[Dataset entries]
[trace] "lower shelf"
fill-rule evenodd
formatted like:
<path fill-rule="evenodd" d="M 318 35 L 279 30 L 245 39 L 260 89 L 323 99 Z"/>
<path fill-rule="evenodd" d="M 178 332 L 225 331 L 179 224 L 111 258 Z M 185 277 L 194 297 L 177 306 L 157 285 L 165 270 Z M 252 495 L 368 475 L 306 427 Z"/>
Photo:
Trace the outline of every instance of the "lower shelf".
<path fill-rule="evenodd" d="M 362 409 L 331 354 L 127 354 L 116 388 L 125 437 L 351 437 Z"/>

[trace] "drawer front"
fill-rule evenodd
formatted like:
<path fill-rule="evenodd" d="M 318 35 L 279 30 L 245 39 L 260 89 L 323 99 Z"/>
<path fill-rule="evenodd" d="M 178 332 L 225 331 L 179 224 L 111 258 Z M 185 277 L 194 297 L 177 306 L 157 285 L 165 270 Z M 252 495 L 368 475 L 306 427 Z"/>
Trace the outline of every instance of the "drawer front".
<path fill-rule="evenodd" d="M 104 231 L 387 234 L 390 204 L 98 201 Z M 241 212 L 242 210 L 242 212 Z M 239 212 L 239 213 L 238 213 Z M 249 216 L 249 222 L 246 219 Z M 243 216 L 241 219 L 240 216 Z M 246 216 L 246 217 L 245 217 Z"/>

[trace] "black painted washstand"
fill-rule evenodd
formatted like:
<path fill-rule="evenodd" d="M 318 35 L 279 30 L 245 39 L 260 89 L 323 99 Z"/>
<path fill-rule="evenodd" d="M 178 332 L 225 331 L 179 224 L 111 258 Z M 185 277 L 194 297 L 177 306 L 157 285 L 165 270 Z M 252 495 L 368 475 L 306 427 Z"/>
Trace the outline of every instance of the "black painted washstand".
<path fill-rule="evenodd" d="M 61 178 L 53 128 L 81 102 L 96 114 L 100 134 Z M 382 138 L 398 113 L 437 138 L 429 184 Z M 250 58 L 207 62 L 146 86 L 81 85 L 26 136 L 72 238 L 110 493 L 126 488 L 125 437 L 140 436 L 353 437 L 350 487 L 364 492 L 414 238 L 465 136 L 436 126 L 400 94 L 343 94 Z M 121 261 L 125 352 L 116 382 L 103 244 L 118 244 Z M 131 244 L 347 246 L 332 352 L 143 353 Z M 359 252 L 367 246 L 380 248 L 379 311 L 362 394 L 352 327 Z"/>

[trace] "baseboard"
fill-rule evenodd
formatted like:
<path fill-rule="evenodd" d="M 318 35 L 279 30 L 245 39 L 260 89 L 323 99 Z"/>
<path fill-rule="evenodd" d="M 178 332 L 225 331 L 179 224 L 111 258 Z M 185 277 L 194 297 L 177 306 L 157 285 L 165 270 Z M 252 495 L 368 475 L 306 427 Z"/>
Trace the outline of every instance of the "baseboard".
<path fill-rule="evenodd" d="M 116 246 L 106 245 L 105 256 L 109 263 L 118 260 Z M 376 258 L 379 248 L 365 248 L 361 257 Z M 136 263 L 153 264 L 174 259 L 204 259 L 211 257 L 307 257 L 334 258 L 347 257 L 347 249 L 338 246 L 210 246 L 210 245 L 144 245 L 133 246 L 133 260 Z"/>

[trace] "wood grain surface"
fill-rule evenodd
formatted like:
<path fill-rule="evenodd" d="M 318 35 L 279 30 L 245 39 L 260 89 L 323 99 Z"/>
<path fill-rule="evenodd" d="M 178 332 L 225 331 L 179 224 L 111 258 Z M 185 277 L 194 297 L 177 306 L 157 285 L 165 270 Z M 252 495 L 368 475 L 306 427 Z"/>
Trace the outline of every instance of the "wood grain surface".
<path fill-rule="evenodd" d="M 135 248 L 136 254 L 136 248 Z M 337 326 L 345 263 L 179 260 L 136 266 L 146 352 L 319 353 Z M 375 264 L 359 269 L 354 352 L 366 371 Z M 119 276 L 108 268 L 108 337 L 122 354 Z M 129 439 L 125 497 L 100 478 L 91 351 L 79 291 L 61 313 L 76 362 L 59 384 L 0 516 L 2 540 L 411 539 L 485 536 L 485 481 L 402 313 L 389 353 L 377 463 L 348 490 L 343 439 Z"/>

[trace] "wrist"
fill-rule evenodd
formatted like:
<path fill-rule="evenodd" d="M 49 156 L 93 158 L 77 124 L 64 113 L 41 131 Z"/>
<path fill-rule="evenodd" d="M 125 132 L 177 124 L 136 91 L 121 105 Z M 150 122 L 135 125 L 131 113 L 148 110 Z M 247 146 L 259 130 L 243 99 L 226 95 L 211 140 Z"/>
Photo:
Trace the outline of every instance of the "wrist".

Try it -
Every line of the entries that includes "wrist" must be copied into the answer.

Task response -
[trace] "wrist"
Trace the outline of every instance of the "wrist".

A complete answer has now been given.